### TASK STATEMENT
From the listing below, pull out every line that contains the word "puppy". Matching is case-sensitive.

··········

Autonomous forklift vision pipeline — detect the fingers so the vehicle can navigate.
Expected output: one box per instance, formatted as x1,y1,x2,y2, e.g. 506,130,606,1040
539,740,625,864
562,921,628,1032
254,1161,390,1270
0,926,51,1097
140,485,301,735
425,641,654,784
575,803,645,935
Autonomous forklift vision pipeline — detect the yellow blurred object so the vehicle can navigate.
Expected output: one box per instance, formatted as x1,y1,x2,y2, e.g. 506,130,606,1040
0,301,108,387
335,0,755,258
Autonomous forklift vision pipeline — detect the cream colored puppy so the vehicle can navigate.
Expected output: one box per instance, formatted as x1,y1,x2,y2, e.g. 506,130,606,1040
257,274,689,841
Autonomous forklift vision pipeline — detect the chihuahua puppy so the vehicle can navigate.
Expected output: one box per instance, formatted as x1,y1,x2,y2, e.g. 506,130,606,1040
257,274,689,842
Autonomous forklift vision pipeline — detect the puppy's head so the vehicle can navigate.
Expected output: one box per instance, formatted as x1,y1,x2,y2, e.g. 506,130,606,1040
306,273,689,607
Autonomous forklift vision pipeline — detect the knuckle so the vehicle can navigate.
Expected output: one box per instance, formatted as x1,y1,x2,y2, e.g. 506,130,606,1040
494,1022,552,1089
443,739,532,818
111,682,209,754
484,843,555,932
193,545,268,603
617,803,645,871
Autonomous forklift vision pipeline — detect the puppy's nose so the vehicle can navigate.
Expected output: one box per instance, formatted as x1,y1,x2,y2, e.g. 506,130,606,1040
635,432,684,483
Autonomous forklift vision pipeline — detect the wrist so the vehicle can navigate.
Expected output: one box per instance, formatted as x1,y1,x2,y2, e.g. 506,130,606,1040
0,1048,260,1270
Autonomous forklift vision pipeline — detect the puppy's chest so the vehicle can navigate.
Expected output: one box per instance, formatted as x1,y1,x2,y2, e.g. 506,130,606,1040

··········

### COMPLETE ANSWER
Autonomous forklift vision pipeline — detect the cream colored puppy so the vehicle can navigate.
Autonomous forklift vision pipeline — detect the chihuahua puppy so the vehicle can navigate.
Autonomous forklift vision pipeline — detect the puppy's head so the vehicle can navigate.
Autonomous forklift vision pipeline — detect the puppy's nose so the vehicle can navigate.
Autonomous forklift vision pipeline — detect the puppy's chest so the vehicle can navigate.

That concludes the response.